> **SELECTED EXTRACT**
Representative Results

The above described reaction protocol was successfully applied with styrene (a), 1-ethenyl-3-nitrobenzene (b), 1-chloro-3-ethenylbenzene (c), 1-ethenyl-4-methoxybenzene (d) and 4-ethenylpyridine (e) as well as N,N-dimethylacrylamide (f), 4-acryloylmorpholine (g), and butyl acrylate (h) as coupling partners. Table 1 shows a selection of recently prepared cross-coupling products and gives an impression about the scope of this protocol.35 The coupling products are cleanly formed (Figure 4) and typically obtained in excellent yields within reasonable reaction times. The E-isomer of the arylated olefins is often exclusively formed.

Figure 4
Figure 4. Gas chromatograms recorded from reaction mixtures of the Heck reaction of ethyl 4-bromobenzoate and styrene at 100 °C in DMF in the presence of ~10 mol% of tetrabutylammonium bromide and 0.05 mol% of catalyst, showing the time-dependent product formation. Note that the reaction time is slightly prolonged when compared to the data given in Table 1. This is due to periodical sampling. Click here to view larger image.

Accordingly, 1 is a cheap, easy accessible and green, stable and hence, convenient but highly reactive Heck catalyst with high functional group tolerance, which efficiently and reliably operates at low catalyst loadings (0.05 mol%) with an easy adaptable and robust reaction protocol.

(Dataset entries)
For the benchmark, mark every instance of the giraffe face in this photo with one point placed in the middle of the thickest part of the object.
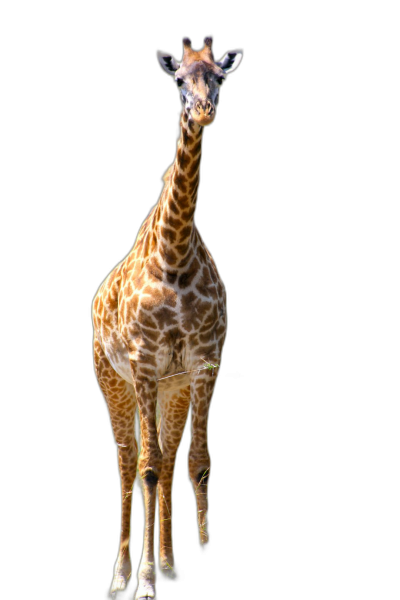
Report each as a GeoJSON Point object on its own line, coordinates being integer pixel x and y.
{"type": "Point", "coordinates": [199, 86]}
{"type": "Point", "coordinates": [199, 78]}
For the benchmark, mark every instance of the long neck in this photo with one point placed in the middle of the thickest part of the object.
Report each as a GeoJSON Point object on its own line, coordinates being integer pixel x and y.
{"type": "Point", "coordinates": [177, 205]}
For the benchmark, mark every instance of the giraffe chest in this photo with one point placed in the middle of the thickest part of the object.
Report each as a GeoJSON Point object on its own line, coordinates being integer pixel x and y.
{"type": "Point", "coordinates": [175, 324]}
{"type": "Point", "coordinates": [174, 321]}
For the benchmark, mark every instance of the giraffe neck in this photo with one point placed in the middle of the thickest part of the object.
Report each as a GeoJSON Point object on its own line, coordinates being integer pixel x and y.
{"type": "Point", "coordinates": [176, 208]}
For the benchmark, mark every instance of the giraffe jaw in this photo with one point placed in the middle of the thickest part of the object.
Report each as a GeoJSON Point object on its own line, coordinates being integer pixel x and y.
{"type": "Point", "coordinates": [203, 120]}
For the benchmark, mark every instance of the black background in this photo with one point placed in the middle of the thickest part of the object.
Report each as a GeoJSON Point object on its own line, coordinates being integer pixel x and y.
{"type": "Point", "coordinates": [100, 131]}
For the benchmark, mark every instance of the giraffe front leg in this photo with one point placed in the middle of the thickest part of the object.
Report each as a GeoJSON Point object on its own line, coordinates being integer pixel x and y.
{"type": "Point", "coordinates": [150, 464]}
{"type": "Point", "coordinates": [199, 460]}
{"type": "Point", "coordinates": [174, 409]}
{"type": "Point", "coordinates": [121, 404]}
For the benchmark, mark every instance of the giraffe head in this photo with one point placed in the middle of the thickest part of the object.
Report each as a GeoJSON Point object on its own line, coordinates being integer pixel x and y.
{"type": "Point", "coordinates": [199, 77]}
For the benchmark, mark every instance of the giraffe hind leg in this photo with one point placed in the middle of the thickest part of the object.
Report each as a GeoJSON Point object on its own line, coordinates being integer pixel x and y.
{"type": "Point", "coordinates": [121, 404]}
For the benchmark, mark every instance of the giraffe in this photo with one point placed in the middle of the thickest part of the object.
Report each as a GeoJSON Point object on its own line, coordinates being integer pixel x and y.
{"type": "Point", "coordinates": [160, 324]}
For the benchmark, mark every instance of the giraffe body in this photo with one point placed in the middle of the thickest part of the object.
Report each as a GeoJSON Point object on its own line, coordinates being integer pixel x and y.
{"type": "Point", "coordinates": [159, 318]}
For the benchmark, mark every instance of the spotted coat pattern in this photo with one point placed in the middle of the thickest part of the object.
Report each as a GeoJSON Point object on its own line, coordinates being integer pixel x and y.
{"type": "Point", "coordinates": [159, 318]}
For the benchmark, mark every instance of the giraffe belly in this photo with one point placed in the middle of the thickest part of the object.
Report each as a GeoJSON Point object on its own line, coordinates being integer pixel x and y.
{"type": "Point", "coordinates": [118, 357]}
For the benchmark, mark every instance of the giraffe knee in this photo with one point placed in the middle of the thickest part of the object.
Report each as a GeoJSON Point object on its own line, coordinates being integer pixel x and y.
{"type": "Point", "coordinates": [199, 470]}
{"type": "Point", "coordinates": [203, 477]}
{"type": "Point", "coordinates": [150, 478]}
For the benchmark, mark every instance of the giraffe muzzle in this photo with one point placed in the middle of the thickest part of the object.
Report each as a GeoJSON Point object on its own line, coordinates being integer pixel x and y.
{"type": "Point", "coordinates": [203, 112]}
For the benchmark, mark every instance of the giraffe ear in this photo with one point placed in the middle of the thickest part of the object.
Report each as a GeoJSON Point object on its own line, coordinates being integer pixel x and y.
{"type": "Point", "coordinates": [167, 62]}
{"type": "Point", "coordinates": [230, 61]}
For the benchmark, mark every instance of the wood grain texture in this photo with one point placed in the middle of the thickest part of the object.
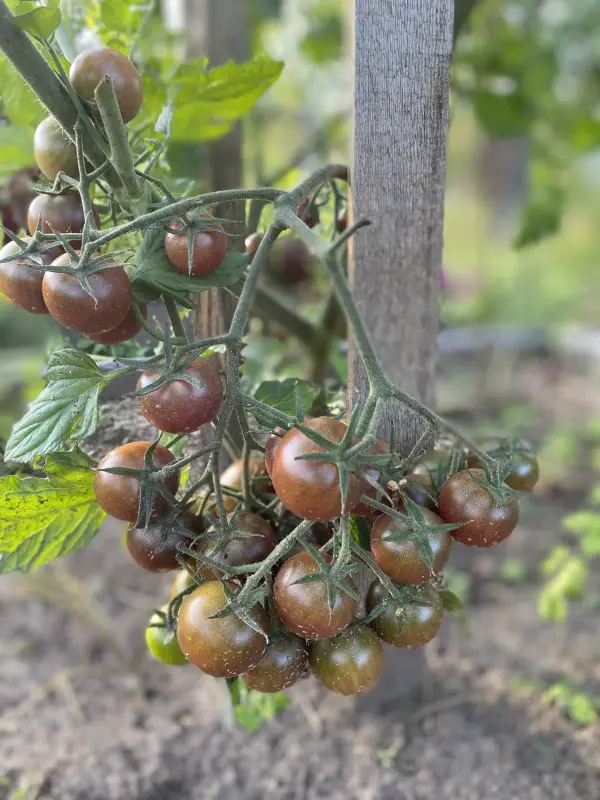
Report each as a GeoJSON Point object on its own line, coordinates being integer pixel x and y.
{"type": "Point", "coordinates": [402, 82]}
{"type": "Point", "coordinates": [218, 29]}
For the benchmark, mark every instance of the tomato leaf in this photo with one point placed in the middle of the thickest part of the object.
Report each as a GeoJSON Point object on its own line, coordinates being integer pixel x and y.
{"type": "Point", "coordinates": [65, 411]}
{"type": "Point", "coordinates": [46, 518]}
{"type": "Point", "coordinates": [155, 275]}
{"type": "Point", "coordinates": [208, 102]}
{"type": "Point", "coordinates": [38, 21]}
{"type": "Point", "coordinates": [283, 395]}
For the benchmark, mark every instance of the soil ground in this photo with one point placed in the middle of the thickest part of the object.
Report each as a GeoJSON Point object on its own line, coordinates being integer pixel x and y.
{"type": "Point", "coordinates": [85, 714]}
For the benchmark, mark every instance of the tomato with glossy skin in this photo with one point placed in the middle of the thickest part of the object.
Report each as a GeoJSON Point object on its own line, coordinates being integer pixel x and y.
{"type": "Point", "coordinates": [155, 548]}
{"type": "Point", "coordinates": [63, 212]}
{"type": "Point", "coordinates": [233, 477]}
{"type": "Point", "coordinates": [125, 331]}
{"type": "Point", "coordinates": [119, 495]}
{"type": "Point", "coordinates": [526, 467]}
{"type": "Point", "coordinates": [72, 306]}
{"type": "Point", "coordinates": [53, 150]}
{"type": "Point", "coordinates": [162, 642]}
{"type": "Point", "coordinates": [225, 646]}
{"type": "Point", "coordinates": [486, 519]}
{"type": "Point", "coordinates": [289, 261]}
{"type": "Point", "coordinates": [350, 663]}
{"type": "Point", "coordinates": [304, 607]}
{"type": "Point", "coordinates": [311, 489]}
{"type": "Point", "coordinates": [370, 475]}
{"type": "Point", "coordinates": [402, 560]}
{"type": "Point", "coordinates": [178, 406]}
{"type": "Point", "coordinates": [285, 662]}
{"type": "Point", "coordinates": [210, 248]}
{"type": "Point", "coordinates": [91, 67]}
{"type": "Point", "coordinates": [415, 626]}
{"type": "Point", "coordinates": [236, 552]}
{"type": "Point", "coordinates": [253, 243]}
{"type": "Point", "coordinates": [21, 283]}
{"type": "Point", "coordinates": [271, 444]}
{"type": "Point", "coordinates": [182, 581]}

> **AIM OF THE TASK**
Continue the passage on Heck cross-coupling results from where it stops.

> **ANSWER TO THIS PROBLEM**
Table 1
Table 1. Heck cross-coupling products derived by reactions between aryl bromides and different olefins, catalyzed by 1. Reaction conditions: 1.0 mmol aryl bromide, 1.5 mmol olefin, 2.0 mmol K2CO3, 2.5 ml NMP, tetrabutylammonium bromide (10 mol%), catalyst (0.05 mol%) added in solution (THF), reaction performed at 100 °C under N2 atmosphere. The conversions and product ratios (trans/gem/cis) are determined by GC/MS and are based on aryl bromide. Isolated yields are given in brackets. [a] DMF was used as solvent. Click here to view larger image.

Palladium nanoparticles are the catalytically active form of 1 in the Heck reaction. Hence, increasing amounts of catalyst do not improve but can lower the catalyst’s performance due to formation of inactive palladium black.

Tetrabutylammonium bromide is known to stabilize nanoparticles and was (in contrast to the Heck reactions performed at 140 °C) found to be essential as additive for the reliable conversion of the substrates into the cross-coupling products with 1 at 100 °C35.

Best results were achieved with DMF when electronically activated or nonactivated aryl bromides were applied to give a2, a5, a6, a7, a13, a17, a18, b1, and h4, for example (Table 1). NMP, however, was found to be the solvent of choice when electronically deactivated and sterically hindered or heterocyclic aryl bromides were coupled with alkenes. Examples include the preparation of a9, a12, a14, c3, d3, d4,e2, e3, f2, f4, g3, g4, h5, and h6 (Table 1).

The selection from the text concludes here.